Transcription, pictures excluded: write out the data below exactly.

Data:
━━━━━━━━━━

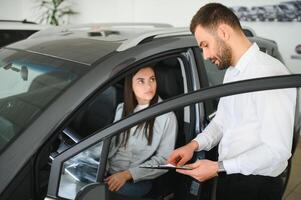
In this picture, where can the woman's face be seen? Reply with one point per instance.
(144, 85)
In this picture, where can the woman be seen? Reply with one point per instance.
(150, 142)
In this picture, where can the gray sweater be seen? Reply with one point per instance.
(138, 152)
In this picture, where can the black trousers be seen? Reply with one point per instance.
(252, 187)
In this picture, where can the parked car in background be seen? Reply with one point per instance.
(289, 12)
(258, 13)
(243, 13)
(13, 31)
(297, 7)
(58, 95)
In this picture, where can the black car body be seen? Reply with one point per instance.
(62, 88)
(12, 30)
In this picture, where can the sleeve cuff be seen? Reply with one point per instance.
(202, 142)
(231, 166)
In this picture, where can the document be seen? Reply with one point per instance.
(167, 166)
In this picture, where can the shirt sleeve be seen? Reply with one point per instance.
(212, 134)
(165, 148)
(275, 111)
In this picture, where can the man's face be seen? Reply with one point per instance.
(214, 48)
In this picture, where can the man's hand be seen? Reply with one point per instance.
(183, 154)
(202, 170)
(116, 181)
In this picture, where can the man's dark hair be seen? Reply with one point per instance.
(213, 14)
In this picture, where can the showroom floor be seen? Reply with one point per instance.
(293, 191)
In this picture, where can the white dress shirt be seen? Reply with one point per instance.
(254, 130)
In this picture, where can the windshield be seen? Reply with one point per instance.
(28, 83)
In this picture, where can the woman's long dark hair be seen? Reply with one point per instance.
(130, 103)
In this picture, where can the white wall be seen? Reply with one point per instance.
(175, 12)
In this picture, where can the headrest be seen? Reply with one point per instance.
(169, 78)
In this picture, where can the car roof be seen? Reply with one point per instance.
(21, 25)
(88, 43)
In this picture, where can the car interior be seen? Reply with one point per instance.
(99, 112)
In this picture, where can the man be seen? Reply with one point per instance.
(254, 130)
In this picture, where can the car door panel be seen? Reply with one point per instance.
(160, 108)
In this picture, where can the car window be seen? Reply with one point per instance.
(215, 76)
(28, 83)
(200, 95)
(100, 112)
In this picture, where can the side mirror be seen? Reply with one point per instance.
(93, 191)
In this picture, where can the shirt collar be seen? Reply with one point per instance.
(245, 59)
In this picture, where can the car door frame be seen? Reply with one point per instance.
(251, 85)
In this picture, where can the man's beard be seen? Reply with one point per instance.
(224, 54)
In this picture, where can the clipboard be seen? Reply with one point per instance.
(167, 167)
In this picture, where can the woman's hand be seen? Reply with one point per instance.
(116, 181)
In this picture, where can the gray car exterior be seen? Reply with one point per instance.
(98, 57)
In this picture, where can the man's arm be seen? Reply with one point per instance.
(275, 110)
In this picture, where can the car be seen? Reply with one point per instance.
(14, 30)
(296, 8)
(59, 91)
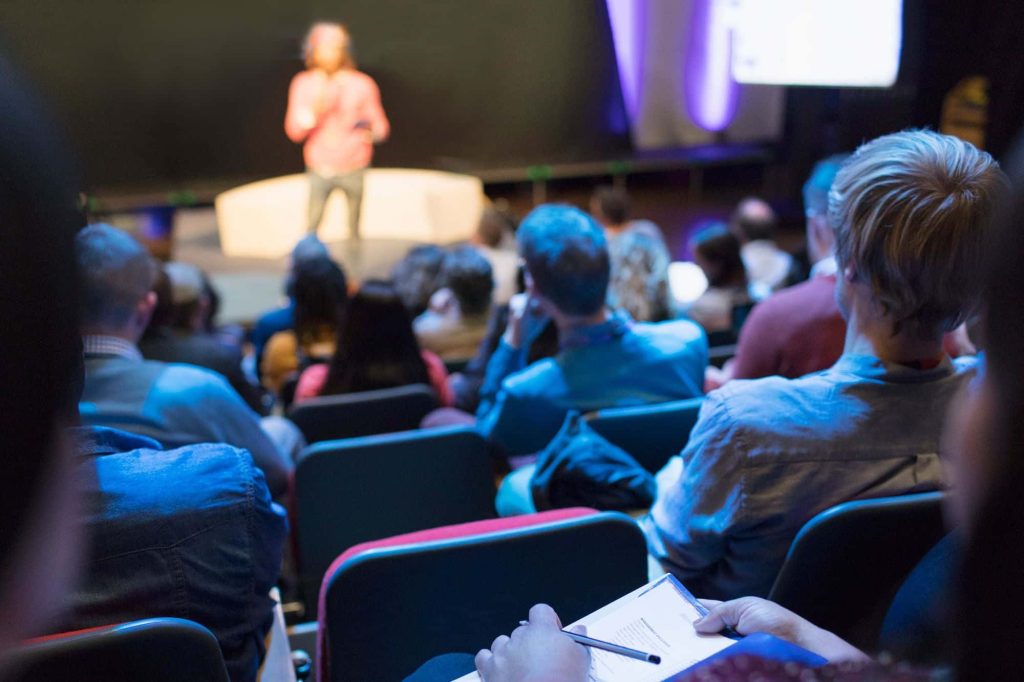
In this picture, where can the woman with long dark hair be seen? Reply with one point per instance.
(320, 292)
(376, 348)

━━━━━━━━━━

Response area:
In this picture, where can the woman's face be seen? Reply with one point per instance.
(144, 85)
In this picture, where can the woman be seen? Reply with one point per instance.
(150, 142)
In this picture, where can the gray sweater be seen? Reply with one point per instance.
(138, 152)
In this picture, where can the black trousers be seen? Reply with one point per instance.
(252, 187)
In this picture, where can the parked car in background be seen? Reply with one point per instance.
(289, 12)
(258, 13)
(243, 13)
(13, 31)
(297, 7)
(58, 95)
In this picture, where can the black car body be seen? Reply with one point per instance.
(62, 88)
(12, 30)
In this picture, where can the sleeve cuff be seen? Reply with one point per instance.
(202, 142)
(231, 166)
In this picture, where can the document be seen? Reply with one point per instance.
(167, 166)
In this picture, where can the shirt sleeve be seen? Reply with one point per instance.
(212, 134)
(165, 148)
(275, 111)
In this picture, where can the man's face be seen? Reply with one point per instance.
(214, 48)
In this picture, where can the man's hand be seen? Reply with one point per instance.
(183, 154)
(202, 170)
(116, 181)
In this picture, where can the man's dark hair be seen? Reply with one point per instance.
(213, 14)
In this picture, where can the showroom floor be seen? Reply with one point per instance.
(293, 191)
In this picture, where can the white dress shirt be seen? Reply with one point per instance.
(254, 130)
In this picture, where can the windshield be seen? Reply with one point per instance.
(28, 83)
In this picture, where can the woman's long dark hair be seen? Reply with one point per instance.
(130, 103)
In this picture, where can the white wall be seen? Reply with one point per instance.
(175, 12)
In this picture, where can the headrest be seen? Reply with one point per instance.
(169, 78)
In this picture, where can the car roof be seen? Reply with one point per instance.
(21, 25)
(88, 43)
In this picture, where can the car interior be seen? Reply with one point per instance.
(99, 112)
In this picture, where can the man be seen? Reply with one point per instance.
(254, 130)
In this picture, where can the car door panel be seen? Reply with one point per instance.
(160, 108)
In this picture, where can the car window be seen? Reply with one point per instance.
(215, 76)
(28, 83)
(200, 95)
(100, 112)
In this picture, where can the side mirror be seen? Reply with one point per instance.
(93, 191)
In this picture, where can the shirt collar be seen? Reply with one point per instance.
(245, 59)
In this picture, where can the car door frame be seen? Reply with one point per instance.
(251, 85)
In this picture, where can the man's beard be seen? Reply with one point per instance.
(224, 54)
In this picture, where can the clipboard be seen? Reply with one point per instance.
(167, 167)
In this picture, where can the woman's hand be seen? Reply with one point per instance.
(116, 181)
In this picture, where can the gray car exterior be seen? Reply with one point per instance.
(98, 57)
In this picture, where can the man's arm be seen? Reply with one point per instance.
(275, 110)
In this picture, where can the car be seen? Reply with one point per instance.
(14, 30)
(296, 8)
(59, 91)
In this picture, where can the woman with long dark hair be seen? Reply with one point per instance.
(320, 292)
(376, 348)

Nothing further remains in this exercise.